* **To do**
Print out each entry below in full, exactly as given, excluding pictures.

(Saved data entries)
◆ ◆ ◆ ◆
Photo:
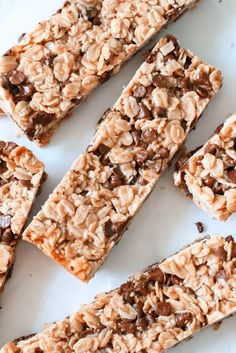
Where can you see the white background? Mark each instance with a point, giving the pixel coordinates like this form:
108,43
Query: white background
40,291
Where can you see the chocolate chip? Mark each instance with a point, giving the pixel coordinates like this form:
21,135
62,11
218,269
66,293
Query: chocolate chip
16,77
144,112
42,118
150,57
157,275
139,91
183,319
159,112
142,323
156,165
149,136
2,145
212,149
164,309
103,149
229,238
160,81
108,229
232,175
136,137
116,179
221,274
202,92
200,227
7,236
26,183
5,221
221,253
141,156
209,181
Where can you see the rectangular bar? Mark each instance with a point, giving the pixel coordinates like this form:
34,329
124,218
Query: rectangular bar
154,311
21,175
135,142
56,66
208,176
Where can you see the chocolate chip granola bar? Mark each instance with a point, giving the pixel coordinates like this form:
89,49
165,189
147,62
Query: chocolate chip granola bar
152,312
135,142
56,66
21,175
209,175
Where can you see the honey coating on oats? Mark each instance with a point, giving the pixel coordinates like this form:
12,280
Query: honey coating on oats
152,312
209,175
90,209
56,66
21,175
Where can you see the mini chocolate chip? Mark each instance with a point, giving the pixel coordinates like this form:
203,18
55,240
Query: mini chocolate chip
127,326
202,92
221,253
7,236
160,81
232,175
116,179
42,118
229,238
142,323
209,181
144,112
150,57
149,136
212,149
136,137
156,165
26,183
221,274
141,156
2,145
183,319
9,146
139,91
200,227
157,275
164,309
159,112
103,149
16,77
5,221
185,84
217,130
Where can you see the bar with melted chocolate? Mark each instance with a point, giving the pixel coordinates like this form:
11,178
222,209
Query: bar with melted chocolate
56,67
152,312
90,209
208,176
21,176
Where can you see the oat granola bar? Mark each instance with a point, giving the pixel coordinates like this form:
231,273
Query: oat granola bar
209,175
154,311
56,66
21,175
89,210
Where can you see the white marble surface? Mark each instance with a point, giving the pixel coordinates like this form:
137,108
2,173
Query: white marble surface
40,291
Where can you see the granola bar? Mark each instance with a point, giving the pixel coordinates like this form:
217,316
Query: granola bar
21,175
56,66
89,210
209,175
154,311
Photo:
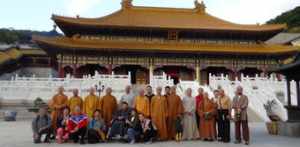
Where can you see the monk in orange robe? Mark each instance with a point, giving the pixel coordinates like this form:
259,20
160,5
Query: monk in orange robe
159,113
175,109
207,113
75,101
141,104
90,103
108,104
57,104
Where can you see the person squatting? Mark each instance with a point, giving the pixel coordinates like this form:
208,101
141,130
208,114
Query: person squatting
145,117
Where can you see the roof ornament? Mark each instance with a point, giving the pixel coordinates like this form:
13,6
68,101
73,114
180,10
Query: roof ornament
54,27
200,6
126,4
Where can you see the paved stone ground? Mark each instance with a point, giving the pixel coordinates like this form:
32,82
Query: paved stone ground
18,134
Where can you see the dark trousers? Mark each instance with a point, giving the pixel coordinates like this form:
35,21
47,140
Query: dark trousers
118,128
78,135
149,135
133,134
197,119
93,136
223,125
46,132
242,124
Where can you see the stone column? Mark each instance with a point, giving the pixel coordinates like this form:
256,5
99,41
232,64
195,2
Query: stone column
61,71
288,86
75,70
198,76
298,92
150,73
110,69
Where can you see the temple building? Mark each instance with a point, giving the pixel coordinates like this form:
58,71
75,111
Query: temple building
186,44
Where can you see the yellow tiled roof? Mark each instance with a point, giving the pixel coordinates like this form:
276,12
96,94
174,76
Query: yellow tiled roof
171,18
168,46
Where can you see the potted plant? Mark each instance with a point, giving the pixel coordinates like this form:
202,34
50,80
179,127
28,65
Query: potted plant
272,126
37,103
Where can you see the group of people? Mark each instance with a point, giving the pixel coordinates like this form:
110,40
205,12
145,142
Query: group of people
144,117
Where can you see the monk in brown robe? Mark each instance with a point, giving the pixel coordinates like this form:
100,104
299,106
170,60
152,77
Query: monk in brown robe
159,113
141,104
175,109
207,113
75,101
90,103
57,104
108,105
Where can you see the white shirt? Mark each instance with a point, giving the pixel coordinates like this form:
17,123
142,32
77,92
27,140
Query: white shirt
128,98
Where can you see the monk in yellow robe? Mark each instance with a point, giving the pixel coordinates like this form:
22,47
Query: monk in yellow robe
141,104
207,113
75,101
159,113
57,104
175,109
90,103
108,105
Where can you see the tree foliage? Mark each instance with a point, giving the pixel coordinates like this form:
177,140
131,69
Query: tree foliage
291,18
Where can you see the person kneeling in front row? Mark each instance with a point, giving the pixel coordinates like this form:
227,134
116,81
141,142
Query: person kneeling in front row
77,126
134,127
96,128
149,129
41,125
◆ ◆ ◆ ◆
* **Answer space**
Photo:
Where can you see the white background? Mark each instance with a point, giving the pixel coordinates like this form:
108,43
Query: white background
40,291
Where can you see the chocolate chip? Mark each instance with a point, giving the pixel coordinates like this form:
21,135
62,11
218,269
66,293
Query: chocolate chip
16,77
144,112
42,118
150,57
157,275
139,91
183,319
159,112
142,323
156,165
149,136
2,145
212,149
164,309
103,149
229,238
160,81
108,229
232,175
136,137
116,179
221,274
202,92
200,227
7,236
26,183
5,221
221,253
141,156
209,181
Where can you see the rectangular bar? Mark each instance with a point, giving the pixel coordinates like this form:
34,329
124,218
Query: rectangular bar
154,311
21,175
135,142
56,66
208,176
Where can you see the chocolate chip granola bar? Mark each instance with a point, giving the pixel coordinates like this form:
89,49
165,189
147,62
Query: chocolate chip granola bar
152,312
135,142
56,66
21,175
209,175
Where can you see the honey coating on oats? Mark each instance with a point, giving the pixel coordinates like this form:
12,280
Query: honey coating on oats
152,312
209,175
90,209
56,66
21,175
Where can you see the mini chocolate chip? Mark each instance with a point, giving the pixel coordinates like this form:
203,18
55,240
Query: mini chocolate chip
127,326
202,92
221,253
7,236
160,81
232,175
116,179
42,118
229,238
142,323
209,181
144,112
150,57
149,136
212,149
136,137
156,165
26,183
221,274
141,156
2,145
183,319
9,146
139,91
200,227
157,275
164,309
159,112
103,149
16,77
5,221
185,84
217,130
Where can you see the bar with melted chocolate? Mark each instance with a point, giving the pixel coordinates like this form:
11,178
222,209
Query: bar with melted chocolate
56,67
152,312
90,209
208,176
21,176
Where can you see the oat granola bar? Mark each instance with a point, giving the pixel coordinates like this form:
231,273
Query: oat granola bar
209,175
154,311
56,66
21,175
89,210
Where can you see the white marble surface? Mark each instance with a point, giving the pixel coordinates like this form:
137,108
2,173
Query: white marble surface
40,291
Where can you see the granola bar? Mark each instance with a point, giving the pixel coordinates like this form:
217,316
Query: granola bar
21,175
56,66
89,210
209,175
154,311
Photo:
Where can you see the monk in orange robe? Mark each instance with a point, giving the pixel coordinates like this form:
259,20
160,5
Query: monk in orange robe
159,113
175,109
207,113
75,101
141,104
90,103
108,104
57,104
Where can you see the person squatting? Mark each instance with a point, giving the pixel coordinates like this form:
208,101
141,130
208,114
Query: person squatting
145,117
Where can you see the roof ornament? Mark each instance with a point, giving the pixel coordinates like this form:
13,6
68,101
73,114
180,10
Query: roof ornament
54,27
200,6
126,4
Where can you see the paved stone ground? Mark each instance with a point, giving the pixel coordinates like this form:
32,82
Query: paved stone ground
18,134
Where can you see the dark trousers? Mark each instance with a point, giving the pixel coordinates like this form:
35,21
47,140
Query: dark trousers
118,128
78,135
149,135
133,134
197,119
93,136
223,125
46,132
242,124
Where can you see the stone column? Mark each instance with a point, giving the pixel coordinates like this form:
256,5
99,41
232,64
195,2
Query: stone column
61,71
288,86
75,70
198,76
298,92
150,73
110,69
Where can you see the temple building? Mark each instance with a point, giving the pixel coordinates like this form:
58,71
75,111
Query: temple building
186,44
Where can you see the yellow tiled roof? Mark each instance with a point, giving the pixel coordinates like this form:
276,12
96,94
174,76
Query: yellow tiled roof
171,18
168,46
Where can you see the potted plant? Mark each instance with a point, giving the pixel coordinates like this form:
202,34
50,80
179,127
28,65
Query: potted plant
272,126
37,103
Where can you see the group of people? Mark each instance with a point, giving the pixel coordinates like this form:
110,40
205,12
145,142
Query: group of people
144,117
Where can you see the monk in brown robe? Mark each instance with a point, giving the pixel coordinates like this form:
100,104
299,106
170,60
152,77
Query: monk in brown robe
159,113
141,104
175,109
207,113
75,101
90,103
57,104
108,105
Where can you see the white shirt? Mark each instance with a point, giving the pixel coordinates like this form:
17,123
142,32
77,92
27,140
Query: white shirt
128,98
Where can you see the monk in yellow robe? Mark each instance with a point, giving the pixel coordinates like this form:
22,47
Query: monk in yellow robe
141,104
207,113
75,101
159,113
57,104
175,109
90,103
108,105
Where can you see the tree foliage? Mark each instance with a point, giving the pixel coordinates like this form:
177,140
131,69
Query: tree foliage
291,18
Where can you see the person kneeling in front row? Mark each instance with a point, giving the pixel coordinates like this form:
227,134
116,81
141,142
Query: person kneeling in front row
77,126
134,127
96,128
149,129
41,125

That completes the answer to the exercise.